*QUOTED TEXT*.
[START]

If invited to apply, the business owner(s) is issued a work permit support letter, submits an application for a work permit, is issued a work permit to complete the conditions of the nomination,  and signs a performance agreement that sets out the terms of the business plan and conditions of the nomination. Conditions of the nomination typically include actions such as hiring of staff and investing the complete designated amount of personal funds.

After 20 months, a final review is held to determine whether the applicant and business have met the terms of the performance agreement. Once the conditions of the program are satisfied, the Province of Ontario issues a Provincial Nomination Certificate, which the business owner(s) then uses to apply for permanent residency.

Entrepreneur Stream—British Columbia PNP

British Columbia’s Entrepreneur Immigration Stream is quite similar to the Ontario program.

A business owner and up to one business partner may apply under this program. The base requirements to qualify for the program include:

  • Residing 100 km within the business location,
  • Meeting a minimum score of 4 on the Canadian Language Benchmark (CLB),
  • Maintaining an active role in the business,
  • Demonstrating a minimum net worth of $600,000, and
  •             Demonstrating a minimum personal investment amount of $200,000. 

If the application is approved, the business owner(s) need to sign a performance agreement with the Province of British Columbia. They are then able to apply for a work permit and enter British Columbia to operate the business. 

Once the business owner(s) satisfies all the conditions of their performance agreement, a nomination certificate is issued, which the business owner(s) may use to apply for permanent residence.

If you are interested in this program, we recommend that you review the BC Government’s Entrepreneur Immigration - Base Category Program Guide to see the complete business and investment requirements, including business eligibility and job requirements.

Another option for immigrant entrepreneurs interested in BC is the province’s Entrepreneur Immigrant - Regional Pilot program, in which participating communities are  actively involved in attracting foreign entrepreneurs to their community. These communities may refer foreign entrepreneurs whose business concept aligns with the community’s economic priorities to the BC PNP. The foreign entrepreneur must be invited by the community to conduct an exploratory visit and present their concept to the community’s designated contact person prior to receiving a referral. Foreign entrepreneurs who are referred by a participating community are placed in a separate registration pool dedicated to the pilot when they register. Regional pilot registrations and applications are prioritized.

The biggest advantage of this program for immigrant entrepreneurs is, in addition to the prioritization it offers, is that net worth and personal investment amounts are generally lower from those in the main Entrepreneur Stream.

For more information about this unique pilot program, review the BC Government’s Entrepreneur Immigrant - Regional Pilot page.

Or, book a consultation with us to discuss which of BC’s Entrepreneur programs is right for  you. If you are an entrepreneur looking to immigrate to Canada, you do have many options.

While the Ontario and British Columbia entrepreneur streams are the most robust and well-defined PNPs targeting business immigration to Canada, depending on your industry, experience, and type of business, additional opportunities may be available in other provinces. Let’s discuss how your business objectives can align with your personal immigration strategy.

[END]

Reproduce the passage on entrepreneur immigration starting at "The biggest advantage" and ending at "Regional Pilot page.", swapping "biggest" for "main".

*ROWS*.
[START]

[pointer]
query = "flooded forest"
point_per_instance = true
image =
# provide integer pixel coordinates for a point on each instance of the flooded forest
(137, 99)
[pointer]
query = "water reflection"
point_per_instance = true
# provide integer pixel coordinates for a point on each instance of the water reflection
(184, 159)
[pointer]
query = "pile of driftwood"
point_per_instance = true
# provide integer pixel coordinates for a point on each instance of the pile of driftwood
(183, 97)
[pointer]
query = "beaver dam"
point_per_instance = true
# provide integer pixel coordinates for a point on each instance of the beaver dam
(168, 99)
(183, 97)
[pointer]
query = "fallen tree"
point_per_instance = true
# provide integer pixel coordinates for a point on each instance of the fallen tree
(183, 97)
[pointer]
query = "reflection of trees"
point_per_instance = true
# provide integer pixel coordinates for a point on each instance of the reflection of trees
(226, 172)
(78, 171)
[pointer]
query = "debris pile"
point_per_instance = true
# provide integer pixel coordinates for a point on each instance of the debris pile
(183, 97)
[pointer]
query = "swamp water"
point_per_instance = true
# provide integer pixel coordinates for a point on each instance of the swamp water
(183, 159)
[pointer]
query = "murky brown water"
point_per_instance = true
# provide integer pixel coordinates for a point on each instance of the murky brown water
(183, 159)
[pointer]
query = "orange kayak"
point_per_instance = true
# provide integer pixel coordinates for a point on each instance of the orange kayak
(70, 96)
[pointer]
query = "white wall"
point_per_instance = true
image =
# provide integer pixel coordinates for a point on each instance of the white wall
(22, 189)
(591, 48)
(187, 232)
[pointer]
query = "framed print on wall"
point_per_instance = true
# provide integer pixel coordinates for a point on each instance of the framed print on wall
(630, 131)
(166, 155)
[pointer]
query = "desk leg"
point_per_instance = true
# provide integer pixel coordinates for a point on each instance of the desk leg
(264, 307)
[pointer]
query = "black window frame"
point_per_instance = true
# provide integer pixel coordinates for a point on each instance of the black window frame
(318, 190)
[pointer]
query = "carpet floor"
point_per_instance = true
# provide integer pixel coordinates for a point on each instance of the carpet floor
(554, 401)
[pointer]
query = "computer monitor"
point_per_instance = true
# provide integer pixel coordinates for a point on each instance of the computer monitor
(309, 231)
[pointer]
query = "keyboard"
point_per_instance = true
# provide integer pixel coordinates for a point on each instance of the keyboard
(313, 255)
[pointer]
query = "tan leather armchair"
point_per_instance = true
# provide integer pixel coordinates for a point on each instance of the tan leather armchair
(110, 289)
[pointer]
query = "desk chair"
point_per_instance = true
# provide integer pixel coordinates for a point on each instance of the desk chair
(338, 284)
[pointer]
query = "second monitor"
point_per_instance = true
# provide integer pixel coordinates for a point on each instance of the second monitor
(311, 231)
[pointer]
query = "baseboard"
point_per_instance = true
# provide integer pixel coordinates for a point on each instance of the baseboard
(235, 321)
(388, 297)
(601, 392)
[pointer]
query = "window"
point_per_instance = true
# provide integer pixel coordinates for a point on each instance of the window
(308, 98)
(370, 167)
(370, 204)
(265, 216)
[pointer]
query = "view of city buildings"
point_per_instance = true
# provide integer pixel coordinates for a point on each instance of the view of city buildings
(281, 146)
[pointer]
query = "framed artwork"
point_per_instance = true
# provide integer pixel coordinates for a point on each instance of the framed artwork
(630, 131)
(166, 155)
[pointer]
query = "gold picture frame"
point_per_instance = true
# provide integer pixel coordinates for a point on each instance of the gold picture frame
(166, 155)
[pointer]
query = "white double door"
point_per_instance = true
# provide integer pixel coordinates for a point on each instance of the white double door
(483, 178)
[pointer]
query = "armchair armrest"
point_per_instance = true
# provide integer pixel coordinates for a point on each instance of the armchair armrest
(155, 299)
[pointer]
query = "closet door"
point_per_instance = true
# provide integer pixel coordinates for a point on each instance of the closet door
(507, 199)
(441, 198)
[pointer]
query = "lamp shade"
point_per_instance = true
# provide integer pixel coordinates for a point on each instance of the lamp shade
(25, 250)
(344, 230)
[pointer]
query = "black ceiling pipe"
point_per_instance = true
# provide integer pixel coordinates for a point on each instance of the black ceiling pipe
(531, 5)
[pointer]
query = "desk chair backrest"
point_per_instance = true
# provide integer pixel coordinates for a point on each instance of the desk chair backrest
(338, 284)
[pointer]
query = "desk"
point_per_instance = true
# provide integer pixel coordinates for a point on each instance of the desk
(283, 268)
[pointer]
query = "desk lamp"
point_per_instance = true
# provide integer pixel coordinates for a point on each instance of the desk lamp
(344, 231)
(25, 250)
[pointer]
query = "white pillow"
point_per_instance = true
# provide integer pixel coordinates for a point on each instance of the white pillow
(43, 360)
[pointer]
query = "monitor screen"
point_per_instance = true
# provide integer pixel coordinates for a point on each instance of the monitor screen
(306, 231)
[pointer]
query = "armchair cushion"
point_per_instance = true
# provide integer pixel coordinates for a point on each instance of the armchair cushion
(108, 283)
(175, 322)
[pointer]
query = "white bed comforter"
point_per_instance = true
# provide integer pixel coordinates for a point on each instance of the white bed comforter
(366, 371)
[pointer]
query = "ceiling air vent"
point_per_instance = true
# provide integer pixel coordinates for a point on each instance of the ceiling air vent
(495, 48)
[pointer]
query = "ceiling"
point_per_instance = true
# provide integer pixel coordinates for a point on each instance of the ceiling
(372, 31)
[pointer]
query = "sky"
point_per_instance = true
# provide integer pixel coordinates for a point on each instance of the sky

[END]

*TASK RESPONSE*.
The main advantage of this program for immigrant entrepreneurs is, in addition to the prioritization it offers, is that net worth and personal investment amounts are generally lower from those in the main Entrepreneur Stream.

For more information about this unique pilot program, review the BC Government’s Entrepreneur Immigrant - Regional Pilot page.